▶ _QUOTED PASSAGE_

# Orlando SunRail



## VentureForth (May 14, 2021)

On the 3:15 NB out of Poinciana headed to Debary. HEP went out before we left the station.

Don't know why they have the mid level seats behind the cab blocked off.

Security is their excuse.


----------



## VentureForth (May 14, 2021)

It briefly came back on and its off again. At Orlando now.


----------



## VentureForth (May 14, 2021)

Just left Winter Park. Looking for PennyK...


----------



## VentureForth (May 14, 2021)

Someone out here surely knows what would be tripping the HEP and how to get it to stay on... They can't seem to find anyone who has a clue.


----------



## Qapla (May 14, 2021)

I have not experienced any HEP problems when riding SunRail


----------



## pennyk (May 14, 2021)

VentureForth said:


> Just left Winter Park. Looking for PennyK...


I live closest to the Lynx Central station. I was outside at a park this morning practicing yoga with a group and we saw several SunRail trains go by. I love it. I hope your trip improved after the HEP issue.
Today was a nice day in Orlando (nice meaning below 90 degrees).

▶ _RECORD EXTRACTS_
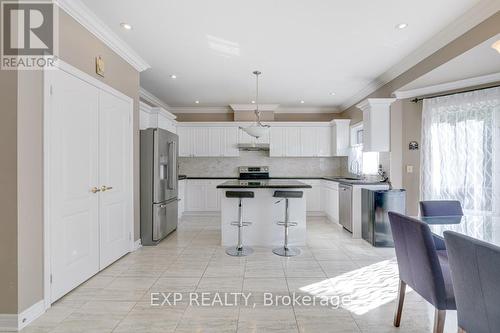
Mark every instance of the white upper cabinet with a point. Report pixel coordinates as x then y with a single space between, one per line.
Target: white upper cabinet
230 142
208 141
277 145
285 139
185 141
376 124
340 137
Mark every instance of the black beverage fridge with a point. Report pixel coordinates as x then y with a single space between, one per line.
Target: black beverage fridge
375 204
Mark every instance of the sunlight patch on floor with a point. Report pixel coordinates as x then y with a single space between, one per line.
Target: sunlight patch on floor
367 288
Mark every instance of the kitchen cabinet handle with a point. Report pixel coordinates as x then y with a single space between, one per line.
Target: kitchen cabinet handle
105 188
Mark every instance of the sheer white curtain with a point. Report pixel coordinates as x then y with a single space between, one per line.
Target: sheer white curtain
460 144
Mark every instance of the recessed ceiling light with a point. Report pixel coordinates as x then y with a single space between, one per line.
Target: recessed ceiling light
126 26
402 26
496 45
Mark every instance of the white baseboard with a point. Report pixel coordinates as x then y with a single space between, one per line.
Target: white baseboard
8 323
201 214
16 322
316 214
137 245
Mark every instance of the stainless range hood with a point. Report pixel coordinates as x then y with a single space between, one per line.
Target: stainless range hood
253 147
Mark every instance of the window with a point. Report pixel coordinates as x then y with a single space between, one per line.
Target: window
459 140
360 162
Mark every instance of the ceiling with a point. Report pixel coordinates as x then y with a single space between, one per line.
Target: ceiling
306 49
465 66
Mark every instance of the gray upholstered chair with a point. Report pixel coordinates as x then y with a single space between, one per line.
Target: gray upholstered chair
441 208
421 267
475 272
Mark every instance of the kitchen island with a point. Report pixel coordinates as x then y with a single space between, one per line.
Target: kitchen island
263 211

--

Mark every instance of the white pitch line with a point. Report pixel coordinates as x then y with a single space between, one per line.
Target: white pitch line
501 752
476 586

--

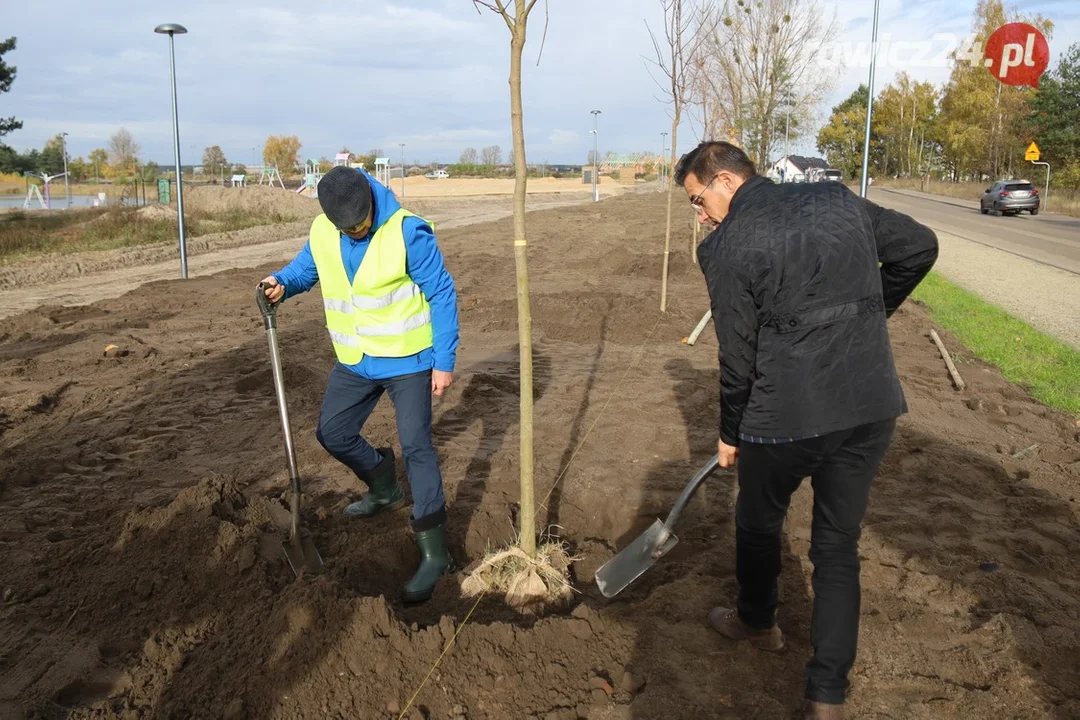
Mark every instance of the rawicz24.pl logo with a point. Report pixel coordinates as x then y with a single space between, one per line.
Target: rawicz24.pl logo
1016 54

▶ _WORK TO COMPLETE_
(a) Please extract the part of the SunRail thread that opens with the words containing "On the 3:15" and closes with "At Orlando now.".
(b) Answer these questions from the SunRail thread:
(i) Which station did VentureForth's northbound train start from?
(ii) What excuse is given for blocking off the mid level seats behind the cab?
(iii) Which station does pennyk live closest to?
Answer from the SunRail thread alone.

▶ _CORRECT ANSWERS_
(a)
On the 3:15 NB out of Poinciana headed to Debary. HEP went out before we left the station.

Don't know why they have the mid level seats behind the cab blocked off.

Security is their excuse.


----------



## VentureForth (May 14, 2021)

It briefly came back on and its off again. At Orlando now.

(b)
(i) Poinciana
(ii) Security
(iii) The Lynx Central station